_DOCUMENT SECTION:_
= = = = =
Re: How to collect trace information for each thread with Intel Trace Analyzer and Collector

1kan · ‎05-18-2021

Hello,
I’m trying to collect trace information for each thread with Intel Trace Analyzer and Collector.
I'm using Intel OneAPI 2021.1.

I thought that by adding the "-trace" option when compiling a hybrid parallel program, I could check the trace information of each thread with Intel Trace Analyzer as follows.

However, in the case of Fortran program, only trace information for each process could be collected as shown below.

Here's how to compile the program.

mpiifort -qopenmp -trace test.f90

And run the program as follows.

mpirun -np 4 -trace ./a.out

Please tell me the correct way to collect trace information for each thread.

Thanks,
1kan

SantoshY_Intel · ‎05-19-2021

Hi,

Thanks for reaching out to us.

>>"I thought that by adding the "-trace" option when compiling a hybrid parallel program, I could check the trace information of each thread with Intel Trace Analyzer as follows."

Could you please share us a sample reproducer so that we can investigate your issue well?

>>"However, in the case of Fortran program, only trace information for each process could be collected as shown below."

Could you provide us a fortran reproducer code as well?

Also provide us the steps you followed to reproduce your screenshots using Intel Trace Analyzer and Collector.

Thanks & Regards,

Santosh

1kan · ‎05-23-2021

Hi Santosh,
Thanks for your reply, and sorry for my late reply.

>>Could you please share us a sample reproducer so that we can investigate your issue well?

Attach the test code (test.c).
Here are the steps I took:

$ module load itac/2021.1.1 compiler/2021.1.1 mpi/2021.1.1
$ export INTEL_LIBITTNOTIFY64=$VT_ROOT/slib/libVT.so
$ export KMP_FORKJOIN_FRAMES_MODE=0
$ export OMP_NUM_THREADS=4
$ mpiicc -trace -qopenmp test.c
$ mpirun -np 4 ./a.out
$ traceanalyzer a.out.stf

I got the summary screen (the first image attached) by the above procedure.
From the summary screen, I operated

Continue > Charts > Event Timeline > Ungroup Grouped Application

to get the chart for each thread (the second image attached).

>>Could you provide us a fortran reproducer code as well?

Attach the test code (test.f90).
Here are the steps I took:

$ module load itac/2021.1.1 compiler/2021.1.1 mpi/2021.1.1
$ export INTEL_LIBITTNOTIFY64=$VT_ROOT/slib/libVT.so
$ export KMP_FORKJOIN_FRAMES_MODE=0
$ export OMP_NUM_THREADS=4
$ mpiifort -trace -qopenmp test.f90
$ mpirun -np 4 ./a.out
$ traceanalyzer a.out.stf

I got the summary screen (the third image attached) by the above procedure.
= = = = =
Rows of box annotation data

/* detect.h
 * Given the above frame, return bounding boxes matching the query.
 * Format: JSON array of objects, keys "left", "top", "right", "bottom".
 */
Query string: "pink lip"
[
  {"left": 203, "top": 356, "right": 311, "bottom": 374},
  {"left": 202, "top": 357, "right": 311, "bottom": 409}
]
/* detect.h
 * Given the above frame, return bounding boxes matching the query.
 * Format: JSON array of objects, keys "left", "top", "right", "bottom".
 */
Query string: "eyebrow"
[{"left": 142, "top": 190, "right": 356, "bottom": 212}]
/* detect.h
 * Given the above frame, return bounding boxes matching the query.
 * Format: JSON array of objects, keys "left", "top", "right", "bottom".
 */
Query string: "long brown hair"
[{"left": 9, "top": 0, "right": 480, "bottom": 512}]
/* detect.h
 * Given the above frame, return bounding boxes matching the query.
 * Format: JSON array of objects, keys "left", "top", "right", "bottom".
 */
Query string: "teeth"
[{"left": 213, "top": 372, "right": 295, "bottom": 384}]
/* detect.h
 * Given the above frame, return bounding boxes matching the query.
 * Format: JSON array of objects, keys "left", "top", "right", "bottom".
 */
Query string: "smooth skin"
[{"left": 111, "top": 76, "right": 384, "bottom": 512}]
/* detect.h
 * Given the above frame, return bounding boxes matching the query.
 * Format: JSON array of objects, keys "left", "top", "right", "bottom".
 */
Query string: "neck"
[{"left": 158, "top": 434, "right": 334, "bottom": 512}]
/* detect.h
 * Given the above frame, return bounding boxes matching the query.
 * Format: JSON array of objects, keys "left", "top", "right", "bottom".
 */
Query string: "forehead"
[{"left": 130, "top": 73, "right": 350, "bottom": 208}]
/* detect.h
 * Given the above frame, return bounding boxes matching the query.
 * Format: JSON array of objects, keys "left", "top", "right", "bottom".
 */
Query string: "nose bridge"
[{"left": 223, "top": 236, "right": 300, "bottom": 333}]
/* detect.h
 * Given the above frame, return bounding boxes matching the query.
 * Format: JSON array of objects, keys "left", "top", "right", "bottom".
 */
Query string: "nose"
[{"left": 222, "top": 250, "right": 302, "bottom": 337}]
= = = = =
_SHORT PROBLEM:_ In the forum thread on tracing threads with Intel Trace Analyzer and Collector, which environment variables do the reproduction steps export, and what value does each get? Answer from the thread alone, not from the records.

_FULL RESPONSE:_
INTEL_LIBITTNOTIFY64=$VT_ROOT/slib/libVT.so
KMP_FORKJOIN_FRAMES_MODE=0
OMP_NUM_THREADS=4